## start EXERCISE INPUT

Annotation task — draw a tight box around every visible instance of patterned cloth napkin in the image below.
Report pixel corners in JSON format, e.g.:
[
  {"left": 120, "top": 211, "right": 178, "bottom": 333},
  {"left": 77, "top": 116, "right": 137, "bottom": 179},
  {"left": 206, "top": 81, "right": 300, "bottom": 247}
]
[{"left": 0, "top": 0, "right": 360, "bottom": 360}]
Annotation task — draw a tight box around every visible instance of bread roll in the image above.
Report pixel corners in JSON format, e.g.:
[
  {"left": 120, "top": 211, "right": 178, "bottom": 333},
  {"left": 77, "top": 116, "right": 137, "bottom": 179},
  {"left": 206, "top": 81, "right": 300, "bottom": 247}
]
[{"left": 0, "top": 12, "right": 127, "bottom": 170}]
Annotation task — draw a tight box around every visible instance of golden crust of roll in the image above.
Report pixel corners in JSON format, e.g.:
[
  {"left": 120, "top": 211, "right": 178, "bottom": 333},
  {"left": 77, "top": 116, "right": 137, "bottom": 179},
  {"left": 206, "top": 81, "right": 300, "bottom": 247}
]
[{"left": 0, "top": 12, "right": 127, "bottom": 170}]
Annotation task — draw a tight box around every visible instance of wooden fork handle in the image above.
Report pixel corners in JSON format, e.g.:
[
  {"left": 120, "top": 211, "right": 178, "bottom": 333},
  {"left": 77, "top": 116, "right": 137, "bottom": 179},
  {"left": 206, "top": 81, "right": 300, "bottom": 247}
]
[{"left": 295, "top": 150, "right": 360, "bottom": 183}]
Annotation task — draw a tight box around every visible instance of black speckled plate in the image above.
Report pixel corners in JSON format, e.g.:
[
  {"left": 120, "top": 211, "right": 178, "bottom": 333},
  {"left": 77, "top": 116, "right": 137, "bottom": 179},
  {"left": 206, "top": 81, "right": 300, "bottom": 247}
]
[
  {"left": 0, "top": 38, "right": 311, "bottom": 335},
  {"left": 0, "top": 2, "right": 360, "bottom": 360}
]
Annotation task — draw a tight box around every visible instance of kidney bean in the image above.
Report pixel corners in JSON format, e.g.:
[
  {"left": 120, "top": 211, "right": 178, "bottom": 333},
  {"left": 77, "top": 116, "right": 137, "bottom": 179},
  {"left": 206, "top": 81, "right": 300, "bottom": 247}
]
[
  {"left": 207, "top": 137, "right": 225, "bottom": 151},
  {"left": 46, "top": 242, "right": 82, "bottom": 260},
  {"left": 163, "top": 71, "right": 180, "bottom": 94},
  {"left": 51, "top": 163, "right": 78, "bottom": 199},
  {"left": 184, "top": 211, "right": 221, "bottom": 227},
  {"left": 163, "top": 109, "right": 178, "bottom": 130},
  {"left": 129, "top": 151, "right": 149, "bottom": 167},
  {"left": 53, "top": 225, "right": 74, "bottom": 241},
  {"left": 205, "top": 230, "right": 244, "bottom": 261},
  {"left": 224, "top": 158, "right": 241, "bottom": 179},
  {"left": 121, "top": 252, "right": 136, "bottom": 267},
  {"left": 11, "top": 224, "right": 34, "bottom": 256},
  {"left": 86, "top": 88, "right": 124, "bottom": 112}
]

## end EXERCISE INPUT

> **INSTRUCTION**:
Update the items above by changing "pixel corners" to "pixel coordinates" everywhere it appears, leaving everything else untouched.

> **WRITTEN RESPONSE**:
Annotation task — draw a tight box around every visible instance of patterned cloth napkin in the image below.
Report pixel coordinates in JSON format, e.g.:
[
  {"left": 120, "top": 211, "right": 178, "bottom": 333},
  {"left": 77, "top": 116, "right": 137, "bottom": 179},
  {"left": 206, "top": 81, "right": 300, "bottom": 247}
]
[{"left": 0, "top": 0, "right": 360, "bottom": 360}]
Annotation task — draw a tight box around every visible instance of bread roll in the image above.
Report pixel coordinates in JSON format, e.g.:
[
  {"left": 120, "top": 211, "right": 178, "bottom": 333},
  {"left": 77, "top": 116, "right": 137, "bottom": 179},
  {"left": 206, "top": 81, "right": 300, "bottom": 247}
]
[{"left": 0, "top": 12, "right": 127, "bottom": 170}]
Annotation task — draw a tight box around every visible instance of golden crust of roll in the image above.
Report pixel coordinates in JSON format, e.g.:
[
  {"left": 120, "top": 211, "right": 178, "bottom": 333},
  {"left": 77, "top": 116, "right": 137, "bottom": 179},
  {"left": 206, "top": 81, "right": 300, "bottom": 247}
]
[{"left": 0, "top": 12, "right": 127, "bottom": 170}]
Annotation task — draw a tight box around every visible instance of wooden fork handle in the image above.
Report pixel coordinates in JSON format, e.g.:
[
  {"left": 120, "top": 211, "right": 178, "bottom": 333},
  {"left": 77, "top": 116, "right": 137, "bottom": 179},
  {"left": 206, "top": 81, "right": 300, "bottom": 247}
]
[{"left": 295, "top": 150, "right": 360, "bottom": 183}]
Annotation task — draw a tight box around every visible instance of black speckled plate in the image above.
Report pixel coordinates in JSON format, e.g.:
[
  {"left": 120, "top": 211, "right": 178, "bottom": 333},
  {"left": 77, "top": 116, "right": 137, "bottom": 179},
  {"left": 206, "top": 81, "right": 300, "bottom": 247}
]
[
  {"left": 0, "top": 38, "right": 311, "bottom": 335},
  {"left": 0, "top": 2, "right": 360, "bottom": 360}
]
Annotation task — draw a tight box around every visible instance of kidney bean in the image above.
Report pixel coordinates in JSON format, e.g.:
[
  {"left": 120, "top": 211, "right": 178, "bottom": 333},
  {"left": 77, "top": 116, "right": 137, "bottom": 179},
  {"left": 206, "top": 81, "right": 300, "bottom": 247}
]
[
  {"left": 207, "top": 137, "right": 225, "bottom": 151},
  {"left": 46, "top": 242, "right": 82, "bottom": 260},
  {"left": 163, "top": 71, "right": 180, "bottom": 94},
  {"left": 51, "top": 163, "right": 78, "bottom": 199},
  {"left": 184, "top": 211, "right": 221, "bottom": 227},
  {"left": 163, "top": 109, "right": 178, "bottom": 130},
  {"left": 129, "top": 151, "right": 149, "bottom": 167},
  {"left": 53, "top": 225, "right": 74, "bottom": 241},
  {"left": 205, "top": 230, "right": 244, "bottom": 261},
  {"left": 224, "top": 158, "right": 241, "bottom": 179},
  {"left": 121, "top": 252, "right": 136, "bottom": 267},
  {"left": 11, "top": 224, "right": 34, "bottom": 256},
  {"left": 86, "top": 88, "right": 124, "bottom": 112}
]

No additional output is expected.